SET EXERCISE –
Reproduce each of the items that follow verbatim, without altering any line.

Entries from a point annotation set
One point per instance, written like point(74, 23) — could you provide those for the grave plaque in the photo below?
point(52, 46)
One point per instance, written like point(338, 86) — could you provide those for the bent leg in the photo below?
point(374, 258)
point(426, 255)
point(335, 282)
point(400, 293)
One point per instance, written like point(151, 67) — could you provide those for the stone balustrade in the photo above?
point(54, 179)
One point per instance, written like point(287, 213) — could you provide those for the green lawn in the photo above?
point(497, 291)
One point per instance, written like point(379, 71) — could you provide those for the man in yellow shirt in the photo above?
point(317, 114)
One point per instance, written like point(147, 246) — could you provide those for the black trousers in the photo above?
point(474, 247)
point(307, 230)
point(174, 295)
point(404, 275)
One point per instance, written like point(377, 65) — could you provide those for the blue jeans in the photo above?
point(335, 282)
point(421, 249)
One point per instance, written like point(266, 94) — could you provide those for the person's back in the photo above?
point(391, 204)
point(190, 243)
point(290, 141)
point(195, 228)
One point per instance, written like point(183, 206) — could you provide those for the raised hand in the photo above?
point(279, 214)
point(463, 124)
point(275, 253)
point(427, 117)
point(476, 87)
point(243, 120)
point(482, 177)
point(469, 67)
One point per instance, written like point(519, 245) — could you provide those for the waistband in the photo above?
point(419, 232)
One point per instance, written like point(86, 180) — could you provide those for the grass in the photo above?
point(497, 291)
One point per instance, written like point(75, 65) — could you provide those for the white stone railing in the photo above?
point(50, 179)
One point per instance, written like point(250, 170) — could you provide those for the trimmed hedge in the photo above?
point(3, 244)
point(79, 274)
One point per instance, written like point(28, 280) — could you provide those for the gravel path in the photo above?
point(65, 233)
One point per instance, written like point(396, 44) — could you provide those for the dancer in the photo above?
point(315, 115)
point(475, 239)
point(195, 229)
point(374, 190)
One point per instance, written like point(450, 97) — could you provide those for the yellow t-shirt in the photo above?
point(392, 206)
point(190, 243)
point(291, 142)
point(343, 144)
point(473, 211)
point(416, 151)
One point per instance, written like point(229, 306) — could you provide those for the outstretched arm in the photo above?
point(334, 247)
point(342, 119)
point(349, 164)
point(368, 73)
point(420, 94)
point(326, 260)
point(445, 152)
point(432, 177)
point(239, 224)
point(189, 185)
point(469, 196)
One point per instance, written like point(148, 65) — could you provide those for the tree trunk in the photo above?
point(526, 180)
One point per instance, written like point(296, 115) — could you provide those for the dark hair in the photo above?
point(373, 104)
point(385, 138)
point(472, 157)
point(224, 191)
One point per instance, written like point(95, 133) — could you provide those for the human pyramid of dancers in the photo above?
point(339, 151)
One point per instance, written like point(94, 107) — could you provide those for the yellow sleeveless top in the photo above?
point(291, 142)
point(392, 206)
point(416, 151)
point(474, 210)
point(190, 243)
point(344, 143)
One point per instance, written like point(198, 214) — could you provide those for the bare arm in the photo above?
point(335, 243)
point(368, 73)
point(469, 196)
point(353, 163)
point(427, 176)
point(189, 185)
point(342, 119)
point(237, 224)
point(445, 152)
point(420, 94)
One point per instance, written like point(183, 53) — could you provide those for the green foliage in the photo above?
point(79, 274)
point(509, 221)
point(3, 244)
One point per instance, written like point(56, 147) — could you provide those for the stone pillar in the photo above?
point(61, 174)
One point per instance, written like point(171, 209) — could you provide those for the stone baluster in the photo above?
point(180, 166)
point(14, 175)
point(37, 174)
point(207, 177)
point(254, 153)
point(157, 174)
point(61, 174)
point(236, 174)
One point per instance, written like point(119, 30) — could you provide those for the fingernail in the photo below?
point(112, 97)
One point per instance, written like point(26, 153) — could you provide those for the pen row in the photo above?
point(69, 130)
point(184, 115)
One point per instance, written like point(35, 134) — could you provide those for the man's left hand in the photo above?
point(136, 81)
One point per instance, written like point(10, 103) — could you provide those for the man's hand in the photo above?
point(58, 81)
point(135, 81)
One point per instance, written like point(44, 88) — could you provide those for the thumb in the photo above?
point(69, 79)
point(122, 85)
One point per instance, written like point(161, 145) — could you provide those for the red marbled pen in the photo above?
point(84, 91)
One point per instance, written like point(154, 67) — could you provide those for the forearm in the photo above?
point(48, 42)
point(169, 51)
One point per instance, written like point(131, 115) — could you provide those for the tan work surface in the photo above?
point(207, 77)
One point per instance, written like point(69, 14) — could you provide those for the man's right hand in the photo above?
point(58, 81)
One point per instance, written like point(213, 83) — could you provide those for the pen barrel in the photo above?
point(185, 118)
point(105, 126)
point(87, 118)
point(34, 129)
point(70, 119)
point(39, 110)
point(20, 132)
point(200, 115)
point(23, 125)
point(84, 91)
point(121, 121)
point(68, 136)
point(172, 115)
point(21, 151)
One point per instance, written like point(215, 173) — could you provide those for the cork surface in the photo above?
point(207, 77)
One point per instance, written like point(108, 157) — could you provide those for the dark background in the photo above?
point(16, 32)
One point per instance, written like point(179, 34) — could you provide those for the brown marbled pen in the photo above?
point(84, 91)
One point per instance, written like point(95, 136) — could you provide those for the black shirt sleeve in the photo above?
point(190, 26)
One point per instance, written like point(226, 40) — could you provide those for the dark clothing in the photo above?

WORKED ANSWER –
One point per instance, written like point(74, 23) — could you provide those for the grave plaque in the photo below?
point(52, 46)
One point per instance, written like point(338, 86) — could you provide those for the bent leg in the photo below?
point(374, 258)
point(426, 255)
point(335, 282)
point(400, 293)
One point per instance, written like point(151, 67) — could you provide those for the stone balustrade in the photo above?
point(54, 179)
One point per instance, written like point(287, 213) — could you provide those for the green lawn in the photo above?
point(497, 291)
One point per instance, written like point(379, 71) — could you provide those for the man in yellow shirt in the photo above?
point(317, 114)
One point per instance, written like point(147, 246) — could you provide those for the black trousers in the photo above?
point(474, 247)
point(307, 230)
point(174, 295)
point(404, 275)
One point per instance, written like point(377, 65) — could you provide those for the blue jeans in the photo above?
point(335, 282)
point(421, 249)
One point per instance, written like point(266, 94) — could you provide those for the person's back in the photo above?
point(391, 204)
point(190, 243)
point(290, 141)
point(195, 228)
One point per instance, written like point(183, 206) — could you provide those for the raised hand in the photo above?
point(279, 214)
point(463, 124)
point(275, 253)
point(427, 117)
point(476, 87)
point(243, 120)
point(482, 177)
point(469, 67)
One point per instance, written like point(519, 245) — could you provide those for the waistband in the photo above?
point(419, 232)
One point per instance, written like point(86, 180) — could you provide those for the grass in the photo above?
point(497, 291)
One point per instance, written like point(75, 65) — could you provide those for the white stone railing in the photo above?
point(50, 179)
One point per instance, written like point(250, 170) — could you provide those for the trimmed hedge in the photo above?
point(3, 244)
point(79, 274)
One point per instance, written like point(28, 280) — could you provide those for the gravel path in the photo above?
point(65, 233)
One point per instance, written like point(396, 44) — could you provide those for the dancer in the photo above?
point(315, 115)
point(475, 239)
point(195, 229)
point(374, 190)
One point per instance, written like point(450, 97) — could you provide those for the yellow t-shirt in the photo above?
point(392, 206)
point(190, 243)
point(291, 142)
point(343, 144)
point(473, 211)
point(416, 151)
One point per instance, written like point(229, 306) — could you provide those for the outstretched arm in the photo above?
point(334, 247)
point(342, 119)
point(349, 164)
point(368, 73)
point(420, 94)
point(326, 260)
point(445, 152)
point(432, 177)
point(239, 224)
point(189, 185)
point(469, 196)
One point per instance, written like point(148, 65) — could you provide those for the tree trunk in the photo above?
point(526, 180)
One point per instance, written like point(296, 115) — could you provide those for the dark hair in the photo above?
point(373, 104)
point(385, 138)
point(472, 157)
point(224, 191)
One point per instance, written like point(95, 133) — could you provide those for the human pyramid of dancers in the photo above?
point(339, 151)
One point per instance, written like point(94, 107) — could you provide those for the yellow sleeveless top in the photo above?
point(291, 142)
point(392, 206)
point(416, 151)
point(474, 210)
point(190, 243)
point(344, 143)
One point per instance, written like point(198, 214) — could you provide those for the bare arm in the photo above?
point(335, 243)
point(368, 73)
point(469, 196)
point(353, 163)
point(427, 176)
point(189, 185)
point(342, 119)
point(237, 224)
point(445, 152)
point(420, 94)
One point per instance, written like point(183, 53) — could you provide those for the green foliage in the photo above?
point(79, 274)
point(509, 221)
point(3, 244)
One point per instance, written like point(56, 147) — could you provide those for the stone pillar in the photo above?
point(61, 174)
One point per instance, written like point(171, 209) — could you provide those for the stone baluster in the photo above?
point(180, 166)
point(14, 175)
point(37, 174)
point(207, 177)
point(254, 153)
point(157, 174)
point(61, 174)
point(236, 174)
One point per instance, written like point(119, 30) — could you provide those for the fingernail in the photo below?
point(112, 97)
One point per instance, written like point(26, 153) — could you provide those for the pen row in the photo above?
point(69, 130)
point(184, 115)
One point per instance, written like point(35, 134) — could you provide those for the man's left hand in the photo above?
point(136, 81)
One point per instance, written like point(10, 103) — could you provide those for the man's hand in the photo above?
point(58, 81)
point(135, 81)
One point per instance, written like point(44, 88) — could you provide those for the thumb in the photo above?
point(69, 79)
point(122, 85)
One point per instance, written like point(161, 145) — could you provide those for the red marbled pen in the photo above?
point(84, 91)
One point per instance, written like point(154, 67) — could you provide those for the forearm in the photo above?
point(48, 42)
point(169, 51)
One point per instance, written like point(131, 115) — could you provide those for the tan work surface in the photo above?
point(207, 77)
One point per instance, written like point(69, 14) — could you provide those for the man's right hand in the photo above?
point(58, 81)
One point per instance, written like point(213, 83) — could you provide those for the pen barrel in the photo above?
point(185, 118)
point(105, 126)
point(87, 118)
point(34, 129)
point(70, 119)
point(39, 110)
point(20, 132)
point(200, 115)
point(23, 125)
point(84, 91)
point(121, 121)
point(68, 136)
point(172, 115)
point(21, 151)
One point per instance, written like point(215, 173) — could you provide those for the cork surface in the photo above?
point(207, 77)
One point per instance, written like point(108, 157) — could you provide those for the dark background in the photo above?
point(16, 32)
One point per instance, written like point(179, 34) — could you provide those for the brown marbled pen in the photo above?
point(84, 91)
One point per instance, written like point(95, 136) — could you provide those for the black shirt sleeve in the photo above?
point(190, 26)
One point per instance, written like point(226, 40) — could you provide those for the dark clothing in the photo above?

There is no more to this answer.